*Instructions to follow:* Give the listing again exactly as written.

*Data to examine:*

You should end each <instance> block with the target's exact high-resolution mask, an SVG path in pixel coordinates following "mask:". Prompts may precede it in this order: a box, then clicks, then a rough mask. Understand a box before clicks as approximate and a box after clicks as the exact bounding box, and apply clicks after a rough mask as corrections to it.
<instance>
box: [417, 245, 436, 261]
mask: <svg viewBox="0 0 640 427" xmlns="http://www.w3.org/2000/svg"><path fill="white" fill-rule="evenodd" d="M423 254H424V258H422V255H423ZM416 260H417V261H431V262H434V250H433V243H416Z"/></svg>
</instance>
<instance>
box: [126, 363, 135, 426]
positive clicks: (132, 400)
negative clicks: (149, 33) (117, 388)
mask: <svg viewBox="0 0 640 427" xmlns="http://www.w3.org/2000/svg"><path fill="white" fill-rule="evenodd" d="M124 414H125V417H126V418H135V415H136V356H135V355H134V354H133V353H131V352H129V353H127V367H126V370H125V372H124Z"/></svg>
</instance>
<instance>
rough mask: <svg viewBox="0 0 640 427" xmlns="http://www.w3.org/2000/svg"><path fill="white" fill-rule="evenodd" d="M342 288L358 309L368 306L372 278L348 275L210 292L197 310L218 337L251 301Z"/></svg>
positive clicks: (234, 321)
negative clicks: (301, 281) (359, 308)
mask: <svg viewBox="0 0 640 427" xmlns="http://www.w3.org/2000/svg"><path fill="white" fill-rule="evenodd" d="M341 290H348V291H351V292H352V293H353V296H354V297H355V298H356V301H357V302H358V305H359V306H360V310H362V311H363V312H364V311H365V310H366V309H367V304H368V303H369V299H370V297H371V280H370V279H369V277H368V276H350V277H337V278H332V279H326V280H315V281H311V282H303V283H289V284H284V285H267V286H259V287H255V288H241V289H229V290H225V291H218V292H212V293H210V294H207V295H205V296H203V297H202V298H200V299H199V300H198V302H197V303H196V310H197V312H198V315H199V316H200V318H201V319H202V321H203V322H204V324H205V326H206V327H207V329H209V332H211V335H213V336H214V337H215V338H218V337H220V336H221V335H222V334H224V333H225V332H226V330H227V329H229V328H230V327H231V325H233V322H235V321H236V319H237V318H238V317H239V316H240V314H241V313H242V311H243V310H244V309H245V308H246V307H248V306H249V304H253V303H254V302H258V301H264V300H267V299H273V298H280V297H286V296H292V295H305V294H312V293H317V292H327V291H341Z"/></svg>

*Solution:*
You should end each <instance> block with the target's exact high-resolution mask, an SVG path in pixel coordinates following "mask:". Prompts may precede it in this order: a box, then clicks, then a rough mask. Understand a box before clicks as approximate and a box after clicks as the exact bounding box, and apply clicks after a rough mask as corrections to it.
<instance>
box: [417, 245, 436, 261]
mask: <svg viewBox="0 0 640 427" xmlns="http://www.w3.org/2000/svg"><path fill="white" fill-rule="evenodd" d="M423 254H424V258H422V255H423ZM416 260H417V261H431V262H434V250H433V243H416Z"/></svg>
</instance>
<instance>
box: [126, 363, 135, 426]
positive clicks: (132, 400)
negative clicks: (149, 33) (117, 388)
mask: <svg viewBox="0 0 640 427" xmlns="http://www.w3.org/2000/svg"><path fill="white" fill-rule="evenodd" d="M124 414H125V417H126V418H135V415H136V356H135V355H134V354H133V353H131V352H129V353H127V367H126V370H125V372H124Z"/></svg>
</instance>
<instance>
rough mask: <svg viewBox="0 0 640 427" xmlns="http://www.w3.org/2000/svg"><path fill="white" fill-rule="evenodd" d="M342 288L358 309L368 306L372 278L348 275L210 292L197 310L218 337L251 301Z"/></svg>
positive clicks: (234, 321)
negative clicks: (301, 281) (359, 308)
mask: <svg viewBox="0 0 640 427" xmlns="http://www.w3.org/2000/svg"><path fill="white" fill-rule="evenodd" d="M341 290H348V291H351V292H352V293H353V296H354V297H355V298H356V301H357V302H358V305H359V306H360V310H362V311H363V312H364V311H365V310H366V309H367V304H368V303H369V299H370V297H371V280H370V279H369V277H368V276H350V277H337V278H332V279H326V280H315V281H311V282H303V283H289V284H284V285H267V286H259V287H255V288H241V289H229V290H225V291H218V292H212V293H210V294H207V295H205V296H203V297H202V298H200V299H199V300H198V302H197V303H196V310H197V312H198V315H199V316H200V318H201V319H202V321H203V322H204V324H205V326H206V327H207V329H209V332H211V335H213V336H214V337H215V338H218V337H220V336H221V335H222V334H224V333H225V332H226V330H227V329H229V328H230V327H231V325H233V322H235V321H236V319H237V318H238V317H239V316H240V314H241V313H242V311H243V310H244V309H245V308H246V307H248V306H249V304H253V303H254V302H258V301H264V300H267V299H273V298H280V297H286V296H292V295H305V294H312V293H317V292H327V291H341Z"/></svg>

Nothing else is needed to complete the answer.